- _WRITTEN PROBLEM 1_
Write out the passage of the science funding column that starts at the words "During the first" and ends after the words "previous year's harvest.", keeping it word for word.
- _WRITTEN PROBLEM 2_
According to the science funding column, which administration never appointed a Presidential Science Advisor?
--- begin GIVEN TEXT ---
Alternate View Column AV-60
Keywords: science policy Presidential Science Advisor parable seed grain
Published in the August-1993 issue of Analog Science Fiction & Fact Magazine;
This column was written and submitted 1/12/93 and is copyrighted ©1993 by John G. Cramer.
All rights reserved. No part may be reproduced in any form without
the explicit permission of the author.


    I'm an experimental physicist. The basic physics research I do is funded primarily by the U. S. Government. As I write this, it is less than two weeks before the 1993 Presidential Inauguration. The new Clinton Administration is still of an unknown quantity. A new Presidential Science Advisor with excellent qualifications, Dr. John H. Gibbons, has just been appointed, but little is know about the science policies of the new administration.

    In the U. S., almost all basic research in science is funded by agencies of the federal government, particularly the National Science Foundation (NSF), the Department of Energy (DOE), the National Aeronautics and Space Administration (NASA), and the National Institutes of Health (NIH). The previous experience of scientists with the start-up science policies of incoming administrations, unfortunately, has been largely bad. The Johnson Administration started by raiding science budgets and canceled many new science and space projects to pay for the Great Society. The Nixon Administration never even bothered to appoint a Presidential Science Advisor. The Carter Administration diverted massive funds within the DOE from basic science to initiatives for "politically correct" energy sources, unofficially known within the DOE as "sunbeams and windmills". The Reagan Administration initially killed all science education funding at the NSF because, it was claimed, the NSF education program in anthropology was promoting "cultural relativism". The Bush Administration's Secretary of Energy, a retired Admiral, effectively shut down basic research at all of the US National Laboratories for 6 months or more while "tiger teams" of retired military officers and others prowled them for possible safety hazards, demanding vast mountains of new paper work from the unhappy scientists.

    What is next? A dangerous new "fashion" in science policy has been in vogue in Washington for the past few months in certain Congressional Committees and in the upper management of the National Science Foundation. It is to turn away from basic research and fund technology transfer and "relevant science", i.e., scientific research that is said to be directly connected to technological progress and industrial applications, that might be useful in developing new products for industry.

    This simplistic policy is very much like Exxon deciding to drill only producing oil wells, or a book publisher deciding to publish only best sellers. A recent NSF advisory group composed of executives from technology-based industries recommended, to the dismay of NSF leadership, that the NSF should not pursue such a plan. The best vehicle for technology transfer, the panel members asserted, was "the moving van that transports the new PhD from his university laboratory to his new job in industry". It remains to be seen whether their advice will be heeded.

    This brings me to what I wanted to present here: a way of thinking about the problem of science funding. It is in the form of a parable, a story about the king of a city-state in Mesopotamia around 3000 BC, a time when life was simpler and harsher and what we call civilization was just getting its start.

    During the first year of his rein the Great King Zaggisi, new ruler of the city-state of Ur in the fertile crescent formed by the Tigris and Euphrates rivers, was presented with the problem of how to allocate the grain from the previous year's harvest.

    Fortunately, Zaggisi had a Gift. He had received it as a young man, well before his ascension to the throne of Ur, probably from a God. He had been fighting for his life in a mighty battle with warriors from the neighboring city of Nippur. He was wielding his bronze sword from his chariot, riding close to his father, the King. A lowly slinger, a peasant foot soldier of the enemy, had hit him in the temple with a stone, and he had fallen into unconsciousness.
--- end GIVEN TEXT ---
--- begin PROVIDED RECORDS ---
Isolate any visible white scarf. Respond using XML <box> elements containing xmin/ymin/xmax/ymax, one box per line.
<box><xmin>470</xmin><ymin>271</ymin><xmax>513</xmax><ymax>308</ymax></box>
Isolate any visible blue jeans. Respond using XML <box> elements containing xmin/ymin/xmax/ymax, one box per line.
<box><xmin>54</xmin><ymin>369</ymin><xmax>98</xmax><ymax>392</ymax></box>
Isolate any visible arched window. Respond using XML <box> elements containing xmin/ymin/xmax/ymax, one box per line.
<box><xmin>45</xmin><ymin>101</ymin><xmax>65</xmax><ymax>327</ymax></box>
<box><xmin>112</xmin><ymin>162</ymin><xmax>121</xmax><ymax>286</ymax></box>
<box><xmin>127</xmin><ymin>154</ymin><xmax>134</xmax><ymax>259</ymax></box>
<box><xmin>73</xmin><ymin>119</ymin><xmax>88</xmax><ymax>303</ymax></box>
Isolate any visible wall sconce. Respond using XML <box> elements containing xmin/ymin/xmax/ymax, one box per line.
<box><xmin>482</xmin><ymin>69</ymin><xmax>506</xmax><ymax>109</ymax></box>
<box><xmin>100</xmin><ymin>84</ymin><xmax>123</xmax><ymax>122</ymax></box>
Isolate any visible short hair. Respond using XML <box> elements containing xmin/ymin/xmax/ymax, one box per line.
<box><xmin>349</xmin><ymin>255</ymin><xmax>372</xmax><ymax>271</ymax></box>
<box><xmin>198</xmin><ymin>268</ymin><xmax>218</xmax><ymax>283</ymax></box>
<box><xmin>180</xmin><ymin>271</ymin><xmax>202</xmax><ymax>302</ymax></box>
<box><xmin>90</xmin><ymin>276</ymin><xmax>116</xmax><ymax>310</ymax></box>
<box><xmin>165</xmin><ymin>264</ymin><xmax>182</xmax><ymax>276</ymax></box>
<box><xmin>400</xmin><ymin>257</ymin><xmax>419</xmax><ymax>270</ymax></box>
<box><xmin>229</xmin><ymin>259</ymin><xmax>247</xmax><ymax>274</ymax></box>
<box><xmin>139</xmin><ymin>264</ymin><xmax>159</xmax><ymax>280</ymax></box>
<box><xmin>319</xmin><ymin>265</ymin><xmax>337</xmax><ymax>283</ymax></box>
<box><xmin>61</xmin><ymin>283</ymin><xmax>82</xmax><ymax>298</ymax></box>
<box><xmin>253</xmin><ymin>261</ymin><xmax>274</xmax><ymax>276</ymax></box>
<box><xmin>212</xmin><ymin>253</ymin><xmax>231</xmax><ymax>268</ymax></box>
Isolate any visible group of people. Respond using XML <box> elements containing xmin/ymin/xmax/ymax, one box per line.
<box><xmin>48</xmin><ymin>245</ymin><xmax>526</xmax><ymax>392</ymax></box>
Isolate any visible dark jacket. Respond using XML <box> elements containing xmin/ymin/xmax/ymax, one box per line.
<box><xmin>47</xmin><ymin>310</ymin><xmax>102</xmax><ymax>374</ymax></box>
--- end PROVIDED RECORDS ---
- _EXERCISE OUTPUT 1_
During the first year of his rein the Great King Zaggisi, new ruler of the city-state of Ur in the fertile crescent formed by the Tigris and Euphrates rivers, was presented with the problem of how to allocate the grain from the previous year's harvest.

- _EXERCISE OUTPUT 2_
The Nixon Administration.